任务说明 A:
把下面讲 Counting Cliques 的那篇文字原样抄一段：从含有“g[i].clear();”的地方开始，抄到“i=1; i<=n; i++)”为止。

选段:
-----暴力搜索-hdu 5952 Counting Cliques

A clique is a complete graph, in which there is an edge between every pair of the vertices. Given a graph with N vertices and M edges, your task is to count the number of cliques with a specific size S in the graph.
Input
The first line is the number of test cases. For each test case, the first line contains 3 integers N,M and S (N ≤ 100,M ≤ 1000,2 ≤ S ≤ 10), each of the following M lines contains 2 integers u and v (1 ≤ u < v ≤ N), which means there is an edge between vertices u and v. It is guaranteed that the maximum degree of the vertices is no larger than 20.
Output
For each test case, output the number of cliques with size S in the graph.
Sample Input
3
4 3 2
1 2
2 3
3 4
5 9 3
1 3
1 4
1 5
2 3
2 4
2 5
3 4
3 5
4 5
6 15 4
1 2
1 3
1 4
1 5
1 6
2 3
2 4
2 5
2 6
3 4
3 5
3 6
4 5
4 6
5 6
Sample Output
3
7
15
….瞎写然后就过了

#include <iostream>
#include <cstring>
#include <cstdio>
#include <cmath>
#include <vector>
#include <algorithm>
using namespace std;

const int maxn=905;
const int M=9005;
int n,m,s;
int ans,flag,coun;
vector<int>g[M];
int pos[maxn],vis[maxn][maxn];

void dfs(int u)
{
    if(coun==s)
    {
        ans++;
        return;
    }
    for(int i=0; i<g[u].size(); i++)
    {
        int to=g[u][i];
        for(int k=1; k<=coun; k++)
        {
            flag=0;
            if(vis[to][pos[k]]==0||vis[pos[k]][to]==0)
            {
                flag=1;
                break;
            }
        }
        if(flag==0)
        {
            coun++;
            pos[coun]=to;
            dfs(to);
            pos[coun]=0;
            coun--;
        }
    }
}

int main()
{
    int t;
    scanf("%d",&t);
    while(t--)
    {
        for(int i=0;i<=n;i++)
            g[i].clear();
        memset(vis,0,sizeof(vis));
        int x,y;
        scanf("%d%d%d",&n,&m,&s);
        for(int i=0; i<m; i++)
        {
            scanf("%d%d",&x,&y);
            vis[x][y]=1;
            vis[y][x]=1;
             g[x].push_back(y);
        }
        ans=0;
        for(int i=1; i<=n; i++)
        {
            coun=1;
            for(int j=0;j<=n;j++)
            {
                  if(j==1) pos[j]=i;
            else pos[j]=0;
            }
            dfs(i);
        }
        printf("%d\n",ans);
    }
}

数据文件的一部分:
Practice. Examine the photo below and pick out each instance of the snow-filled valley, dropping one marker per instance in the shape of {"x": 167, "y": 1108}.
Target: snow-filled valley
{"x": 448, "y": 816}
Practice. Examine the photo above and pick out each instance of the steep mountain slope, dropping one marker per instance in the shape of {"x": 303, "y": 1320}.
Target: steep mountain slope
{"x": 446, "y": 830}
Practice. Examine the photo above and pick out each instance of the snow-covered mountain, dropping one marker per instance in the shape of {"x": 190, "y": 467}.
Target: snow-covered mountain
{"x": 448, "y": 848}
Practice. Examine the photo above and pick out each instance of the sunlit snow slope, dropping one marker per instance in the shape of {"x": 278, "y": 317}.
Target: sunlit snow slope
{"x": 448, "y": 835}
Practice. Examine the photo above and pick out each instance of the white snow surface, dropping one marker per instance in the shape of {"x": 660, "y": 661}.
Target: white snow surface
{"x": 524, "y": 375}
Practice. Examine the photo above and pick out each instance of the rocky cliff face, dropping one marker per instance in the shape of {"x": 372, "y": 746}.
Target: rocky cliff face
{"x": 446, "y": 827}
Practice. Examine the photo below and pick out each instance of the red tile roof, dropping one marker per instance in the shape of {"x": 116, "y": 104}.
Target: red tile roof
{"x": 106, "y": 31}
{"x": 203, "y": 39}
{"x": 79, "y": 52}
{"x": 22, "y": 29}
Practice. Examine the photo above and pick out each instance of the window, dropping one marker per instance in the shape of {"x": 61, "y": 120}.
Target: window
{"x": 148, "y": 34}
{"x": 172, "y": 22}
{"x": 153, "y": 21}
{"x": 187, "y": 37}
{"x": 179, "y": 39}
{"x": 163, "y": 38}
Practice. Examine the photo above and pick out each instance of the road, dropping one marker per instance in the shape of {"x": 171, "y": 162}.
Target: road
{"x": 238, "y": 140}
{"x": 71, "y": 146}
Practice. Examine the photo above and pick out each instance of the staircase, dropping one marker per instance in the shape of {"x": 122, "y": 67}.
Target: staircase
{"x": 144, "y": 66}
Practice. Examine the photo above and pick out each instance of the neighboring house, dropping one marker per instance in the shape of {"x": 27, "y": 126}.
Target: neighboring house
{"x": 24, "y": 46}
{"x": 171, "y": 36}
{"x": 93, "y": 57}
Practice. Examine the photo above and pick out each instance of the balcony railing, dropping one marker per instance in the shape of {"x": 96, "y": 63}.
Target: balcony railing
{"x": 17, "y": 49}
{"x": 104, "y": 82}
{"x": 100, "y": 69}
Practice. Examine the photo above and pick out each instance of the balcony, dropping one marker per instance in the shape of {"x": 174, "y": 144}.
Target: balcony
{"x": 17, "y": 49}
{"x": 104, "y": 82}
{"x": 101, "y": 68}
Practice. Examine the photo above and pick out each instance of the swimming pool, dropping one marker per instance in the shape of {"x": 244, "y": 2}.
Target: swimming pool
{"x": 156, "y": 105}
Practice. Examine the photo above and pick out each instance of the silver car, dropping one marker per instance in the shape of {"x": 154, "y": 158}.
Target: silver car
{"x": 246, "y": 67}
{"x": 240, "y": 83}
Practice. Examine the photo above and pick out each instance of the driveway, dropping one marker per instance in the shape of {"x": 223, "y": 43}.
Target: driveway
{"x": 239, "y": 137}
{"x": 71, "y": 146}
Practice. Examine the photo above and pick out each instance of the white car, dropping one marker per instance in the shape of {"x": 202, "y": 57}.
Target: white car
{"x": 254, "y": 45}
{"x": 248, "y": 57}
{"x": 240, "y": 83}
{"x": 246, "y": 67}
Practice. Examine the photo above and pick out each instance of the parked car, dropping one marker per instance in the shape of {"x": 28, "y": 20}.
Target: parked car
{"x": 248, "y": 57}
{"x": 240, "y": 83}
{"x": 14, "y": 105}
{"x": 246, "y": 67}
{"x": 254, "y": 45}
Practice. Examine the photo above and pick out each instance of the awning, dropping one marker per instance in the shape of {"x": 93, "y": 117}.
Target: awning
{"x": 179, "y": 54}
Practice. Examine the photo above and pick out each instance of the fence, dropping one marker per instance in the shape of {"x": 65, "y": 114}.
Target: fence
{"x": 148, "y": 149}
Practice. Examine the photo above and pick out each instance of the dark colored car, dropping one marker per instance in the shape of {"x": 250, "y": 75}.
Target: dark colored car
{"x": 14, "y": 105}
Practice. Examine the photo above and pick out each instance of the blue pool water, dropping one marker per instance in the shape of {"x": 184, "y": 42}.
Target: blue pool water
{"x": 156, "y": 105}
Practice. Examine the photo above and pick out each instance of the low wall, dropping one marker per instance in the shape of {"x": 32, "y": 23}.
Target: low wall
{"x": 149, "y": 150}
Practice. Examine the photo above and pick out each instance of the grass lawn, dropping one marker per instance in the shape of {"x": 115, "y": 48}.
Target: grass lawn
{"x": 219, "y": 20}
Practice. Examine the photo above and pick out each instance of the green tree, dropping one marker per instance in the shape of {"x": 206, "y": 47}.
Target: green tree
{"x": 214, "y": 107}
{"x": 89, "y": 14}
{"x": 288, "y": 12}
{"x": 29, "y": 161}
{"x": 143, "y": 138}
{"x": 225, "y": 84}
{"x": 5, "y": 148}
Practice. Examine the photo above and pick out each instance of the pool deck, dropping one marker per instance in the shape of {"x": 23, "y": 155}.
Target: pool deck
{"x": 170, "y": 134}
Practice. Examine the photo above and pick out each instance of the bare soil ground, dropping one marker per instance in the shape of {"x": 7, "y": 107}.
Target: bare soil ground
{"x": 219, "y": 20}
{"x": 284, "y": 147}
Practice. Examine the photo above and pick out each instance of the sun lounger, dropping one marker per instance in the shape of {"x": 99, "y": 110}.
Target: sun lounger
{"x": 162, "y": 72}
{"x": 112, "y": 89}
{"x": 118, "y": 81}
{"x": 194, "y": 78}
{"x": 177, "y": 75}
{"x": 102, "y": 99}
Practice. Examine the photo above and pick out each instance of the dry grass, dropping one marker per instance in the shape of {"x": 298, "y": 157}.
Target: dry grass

任务说明 B:
在上面的行里找出所有含有“staircase”这个词的行，一行一行照原样抄出来。

书面回答 A:
g[i].clear();
        memset(vis,0,sizeof(vis));
        int x,y;
        scanf("%d%d%d",&n,&m,&s);
        for(int i=0; i<m; i++)
        {
            scanf("%d%d",&x,&y);
            vis[x][y]=1;
            vis[y][x]=1;
             g[x].push_back(y);
        }
        ans=0;
        for(int i=1; i<=n; i++)

书面回答 B:
Practice. Examine the photo above and pick out each instance of the staircase, dropping one marker per instance in the shape of {"x": 122, "y": 67}.
Target: staircase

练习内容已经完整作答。